SHORT PROBLEM:
Rewrite the records below as a numbered list, leaving out the pictures and any blank lines.
-- MATERIAL SUPPLIED start --
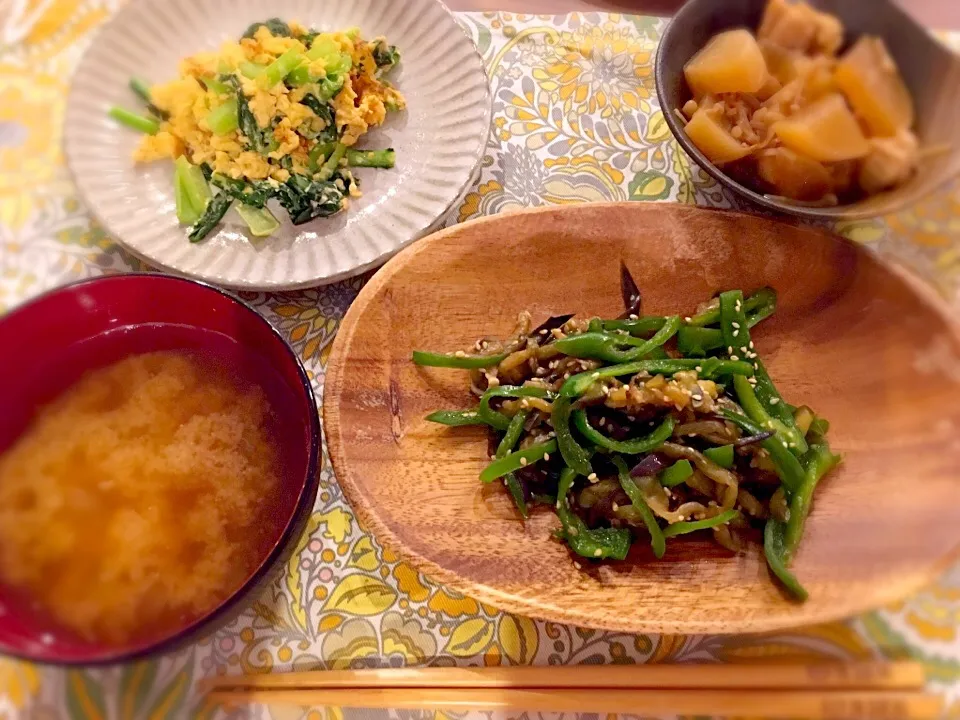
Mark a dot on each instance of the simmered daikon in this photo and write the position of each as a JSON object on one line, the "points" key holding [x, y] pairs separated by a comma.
{"points": [[790, 117]]}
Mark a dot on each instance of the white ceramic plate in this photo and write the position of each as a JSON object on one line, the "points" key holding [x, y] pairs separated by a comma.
{"points": [[439, 139]]}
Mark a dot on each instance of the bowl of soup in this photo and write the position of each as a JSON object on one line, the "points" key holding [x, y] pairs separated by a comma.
{"points": [[159, 456]]}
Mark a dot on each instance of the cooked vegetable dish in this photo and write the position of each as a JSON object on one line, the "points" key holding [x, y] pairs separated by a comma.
{"points": [[785, 113], [643, 428], [274, 115]]}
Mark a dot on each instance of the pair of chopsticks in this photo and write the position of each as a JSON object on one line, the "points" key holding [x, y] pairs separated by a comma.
{"points": [[834, 691]]}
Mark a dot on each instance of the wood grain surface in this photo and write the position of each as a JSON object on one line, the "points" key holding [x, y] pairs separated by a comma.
{"points": [[852, 338]]}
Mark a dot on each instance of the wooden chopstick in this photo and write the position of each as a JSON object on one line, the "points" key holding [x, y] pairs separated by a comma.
{"points": [[811, 705], [825, 676]]}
-- MATERIAL SUPPLIED end --
FULL ANSWER:
1. Mark a dot on each instance of the simmered daikon in this photo and write the position of each as a JSON object on one line, the "points" key holding [x, y] pairs separated by a comma.
2. {"points": [[790, 117]]}
3. Mark a dot on each instance of the white ceramic plate in this photo and write the position of each as a JSON object on one line, the "points" key holding [x, y] pairs separated by a comma.
4. {"points": [[439, 139]]}
5. Mark a dot on each instance of the bowl of soup in this photo and write the position of each as a JSON object on one line, the "points" key holding [x, y] pairs separated by a comma.
6. {"points": [[159, 456]]}
7. Mark a dot on each instance of the cooked vegetable dish in this photo and write the position of each as a JSON object on one line, the "points" key holding [x, y] pairs separated by a comma.
8. {"points": [[785, 113], [643, 428], [274, 115]]}
9. Mark a dot on each instance of the pair of chopsticks in this photo and write the position of each as a JSON object on one line, the "points" key holding [x, y] pairs separated by a comma.
10. {"points": [[834, 691]]}
11. Mark a dot on each instance of the wood grain surface in this photo and write the position of each as a JSON object on one line, the "points" key holding [x, y] pairs separated by a comma.
12. {"points": [[852, 338]]}
13. Mark a dot on each instance of the wooden chopstick in this photo and write the position of each as a JSON object on one line, the "points" key holding [x, y] pairs separated by a comma.
14. {"points": [[811, 705], [825, 676]]}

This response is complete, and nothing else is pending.